Work to complete. Your output should be each line from the material below that has the word "with".

(Beginning of Available data)

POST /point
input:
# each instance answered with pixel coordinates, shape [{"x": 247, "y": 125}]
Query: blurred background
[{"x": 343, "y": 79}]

(End of Available data)
(Beginning of Available data)

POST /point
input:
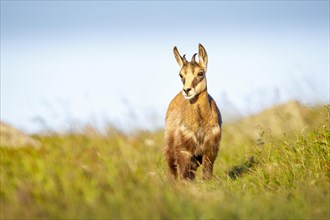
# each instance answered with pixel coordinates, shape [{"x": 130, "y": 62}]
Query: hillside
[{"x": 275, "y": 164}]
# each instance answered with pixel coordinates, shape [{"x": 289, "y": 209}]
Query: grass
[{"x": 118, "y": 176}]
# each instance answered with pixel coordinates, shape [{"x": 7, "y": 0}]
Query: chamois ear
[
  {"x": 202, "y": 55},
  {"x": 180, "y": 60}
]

(End of Available data)

Reply to the task.
# each instance answered with pixel coordinates, shape [{"x": 247, "y": 125}]
# each instance answered with pixel coordinates, shape [{"x": 130, "y": 62}]
# each instance answered with pixel coordinates, shape [{"x": 289, "y": 209}]
# each instance answered with pixel coordinates, shape [{"x": 7, "y": 0}]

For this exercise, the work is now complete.